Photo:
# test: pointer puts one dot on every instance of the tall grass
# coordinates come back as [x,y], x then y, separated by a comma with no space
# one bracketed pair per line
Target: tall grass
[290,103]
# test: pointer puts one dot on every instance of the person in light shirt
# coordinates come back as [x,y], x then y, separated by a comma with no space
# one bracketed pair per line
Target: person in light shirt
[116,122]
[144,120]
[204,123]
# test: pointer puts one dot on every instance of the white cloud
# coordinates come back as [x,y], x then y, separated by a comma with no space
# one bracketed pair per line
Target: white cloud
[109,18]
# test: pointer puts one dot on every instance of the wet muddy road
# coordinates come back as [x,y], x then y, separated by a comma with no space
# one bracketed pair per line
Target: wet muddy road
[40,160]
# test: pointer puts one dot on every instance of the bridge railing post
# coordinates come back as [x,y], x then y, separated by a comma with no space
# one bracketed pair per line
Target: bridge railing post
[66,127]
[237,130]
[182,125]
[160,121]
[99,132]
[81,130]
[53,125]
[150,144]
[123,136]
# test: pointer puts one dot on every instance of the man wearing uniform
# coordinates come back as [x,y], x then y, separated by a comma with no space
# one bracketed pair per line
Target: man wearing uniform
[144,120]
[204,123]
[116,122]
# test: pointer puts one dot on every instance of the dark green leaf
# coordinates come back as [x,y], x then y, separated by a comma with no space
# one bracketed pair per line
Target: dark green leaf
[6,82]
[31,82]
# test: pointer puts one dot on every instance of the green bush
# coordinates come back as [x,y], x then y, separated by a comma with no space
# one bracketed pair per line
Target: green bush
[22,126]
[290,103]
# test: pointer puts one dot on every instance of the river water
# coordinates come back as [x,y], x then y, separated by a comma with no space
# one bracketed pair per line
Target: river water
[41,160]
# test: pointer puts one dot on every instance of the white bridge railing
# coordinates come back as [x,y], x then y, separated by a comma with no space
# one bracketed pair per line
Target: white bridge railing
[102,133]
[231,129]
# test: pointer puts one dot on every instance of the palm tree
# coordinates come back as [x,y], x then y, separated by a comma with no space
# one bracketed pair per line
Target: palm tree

:::::

AIM
Scale the entries from the line with "the man wearing uniform" up to and including the final line of the entries, rewriting every line with the requests kept as they are. Multiply each coordinate in the answers by 2.2 and round it to a whole number, with halves rounded up.

TASK SOLUTION
# test: pointer puts one dot on every instance of the man wearing uniform
# coordinates come back as [x,y], x then y, separated by a comma with no space
# one bracketed pair per line
Target: man wearing uniform
[317,264]
[449,271]
[255,268]
# test: pointer puts one dot on every instance of the dark green leaf
# coordinates come back as [x,y], x then y, separated by a comma with no space
# one bracketed pair per line
Target: dark green leaf
[13,180]
[68,180]
# test: pointer puts one dot on every instance of the green bush
# coordinates come back as [x,y], x then y, separated by a comma with no space
# one bracketed pair per line
Target: green bush
[48,277]
[638,227]
# test: pointer puts one dot on every instance of the river water
# coordinates come back as [x,y], x then y, separated by a comma with no space
# one bracketed pair per line
Target: river water
[90,352]
# test: pointer puts one dot on every instance of the white bridge railing
# coordinates come back as [x,y], x then y, separated by a comma with no space
# one bracketed pair per line
Target: white bridge railing
[224,293]
[508,284]
# test: pointer puts one dot on every instance of the palm tree
# coordinates come back as [x,y], x then y, separated by a comma with no space
# one bracketed pair per line
Target: palm tree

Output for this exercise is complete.